◆ Task objective
An identical copy of the listing below is all the answer should contain.

◆ Data for processing
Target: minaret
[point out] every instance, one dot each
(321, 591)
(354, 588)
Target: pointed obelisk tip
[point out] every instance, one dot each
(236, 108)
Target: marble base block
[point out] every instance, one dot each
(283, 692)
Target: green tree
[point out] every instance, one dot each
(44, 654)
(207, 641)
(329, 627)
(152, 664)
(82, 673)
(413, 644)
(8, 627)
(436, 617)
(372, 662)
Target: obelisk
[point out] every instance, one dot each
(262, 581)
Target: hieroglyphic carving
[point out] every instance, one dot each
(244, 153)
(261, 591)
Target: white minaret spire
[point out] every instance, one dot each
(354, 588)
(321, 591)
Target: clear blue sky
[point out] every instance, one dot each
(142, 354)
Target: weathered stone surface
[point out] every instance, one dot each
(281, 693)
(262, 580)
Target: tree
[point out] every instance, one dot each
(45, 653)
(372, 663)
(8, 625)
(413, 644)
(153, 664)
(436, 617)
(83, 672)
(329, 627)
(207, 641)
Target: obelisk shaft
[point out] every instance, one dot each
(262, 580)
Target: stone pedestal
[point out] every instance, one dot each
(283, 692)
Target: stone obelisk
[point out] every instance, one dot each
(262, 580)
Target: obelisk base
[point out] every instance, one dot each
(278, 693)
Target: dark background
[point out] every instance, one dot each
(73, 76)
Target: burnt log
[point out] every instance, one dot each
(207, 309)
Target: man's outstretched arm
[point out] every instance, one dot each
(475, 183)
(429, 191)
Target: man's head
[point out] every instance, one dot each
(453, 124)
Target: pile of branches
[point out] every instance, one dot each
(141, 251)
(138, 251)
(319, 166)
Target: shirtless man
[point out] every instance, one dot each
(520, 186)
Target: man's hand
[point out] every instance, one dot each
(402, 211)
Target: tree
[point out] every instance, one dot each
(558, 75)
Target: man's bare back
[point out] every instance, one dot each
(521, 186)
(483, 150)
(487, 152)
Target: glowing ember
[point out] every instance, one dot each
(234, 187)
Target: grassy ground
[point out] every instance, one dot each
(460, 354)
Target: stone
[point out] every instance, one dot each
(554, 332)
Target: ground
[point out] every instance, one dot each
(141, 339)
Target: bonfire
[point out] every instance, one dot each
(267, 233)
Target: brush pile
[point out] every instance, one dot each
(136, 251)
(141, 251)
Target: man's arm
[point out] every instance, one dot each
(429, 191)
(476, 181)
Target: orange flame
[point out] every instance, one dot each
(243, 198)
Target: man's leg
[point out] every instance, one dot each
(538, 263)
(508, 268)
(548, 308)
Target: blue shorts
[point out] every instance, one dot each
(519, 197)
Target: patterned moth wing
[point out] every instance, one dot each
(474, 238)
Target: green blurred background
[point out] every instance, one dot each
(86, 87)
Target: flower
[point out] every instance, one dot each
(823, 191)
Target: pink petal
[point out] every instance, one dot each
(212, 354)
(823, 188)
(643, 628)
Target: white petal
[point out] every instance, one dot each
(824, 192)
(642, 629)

◆ Final answer
Target: minaret
[point out] every instance, one dot each
(321, 591)
(354, 588)
Target: pointed obelisk tip
[point out] every instance, one dot each
(236, 108)
Target: marble base block
[point out] every instance, one dot each
(283, 692)
Target: green tree
[point out] every instance, one dot each
(44, 654)
(207, 641)
(329, 627)
(152, 664)
(82, 673)
(413, 644)
(8, 627)
(436, 617)
(372, 662)
Target: obelisk
[point out] every instance, one dot each
(262, 581)
Target: hieroglyphic carving
[point out] every instance, one dot each
(244, 153)
(261, 591)
Target: white minaret spire
[point out] every instance, one dot each
(354, 588)
(321, 591)
Target: clear blue sky
[point out] every instance, one dot each
(142, 354)
Target: weathered stone surface
[point out] every instance, one dot each
(281, 693)
(262, 580)
Target: tree
[point out] every instance, one dot each
(45, 653)
(372, 663)
(8, 625)
(413, 644)
(153, 664)
(436, 617)
(83, 672)
(329, 627)
(207, 641)
Target: obelisk shaft
[point out] every instance, one dot each
(262, 580)
Target: stone pedestal
[point out] every instance, one dot each
(283, 692)
Target: stone obelisk
[point out] every instance, one dot each
(262, 580)
Target: obelisk base
[point out] every instance, one dot each
(278, 693)
Target: dark background
[point out] every instance, one dot each
(73, 76)
Target: burnt log
[point out] every instance, one dot each
(207, 309)
Target: man's outstretched arm
[point out] every instance, one dot each
(475, 183)
(429, 191)
Target: man's head
[point out] every instance, one dot each
(453, 124)
Target: pile of branches
[point out] every instance, one dot each
(141, 251)
(138, 251)
(319, 166)
Target: shirtless man
[point out] every instance, one dot each
(520, 186)
Target: man's hand
[point out] every instance, one dot each
(402, 211)
Target: tree
[point out] every instance, one dot each
(558, 75)
Target: man's bare back
[point out] every instance, one dot each
(521, 186)
(483, 150)
(487, 152)
Target: glowing ember
[point out] every instance, one dot each
(234, 187)
Target: grassy ground
[point out] every instance, one dot each
(460, 354)
Target: stone
[point out] every instance, one dot each
(554, 332)
Target: ground
[point out] every instance, one dot each
(141, 339)
Target: bonfire
[point out] every instance, one dot each
(267, 233)
Target: brush pile
[point out] every instance, one dot each
(136, 251)
(141, 251)
Target: man's arm
[point out] every instance, one dot each
(429, 191)
(476, 181)
Target: orange flame
[point out] every instance, one dot each
(243, 198)
Target: man's leg
[point out] every instance, one dot each
(538, 263)
(508, 268)
(548, 308)
Target: blue shorts
[point out] every instance, one dot each
(519, 197)
Target: patterned moth wing
[point out] every instance, one dot each
(474, 238)
Target: green blurred background
[point out] every instance, one dot each
(86, 87)
Target: flower
[point out] every instance, one dot each
(823, 191)
Target: pink petal
[point out] every instance, one dot each
(212, 354)
(823, 188)
(643, 628)
Target: white petal
[point out] every instance, one dot each
(824, 192)
(642, 629)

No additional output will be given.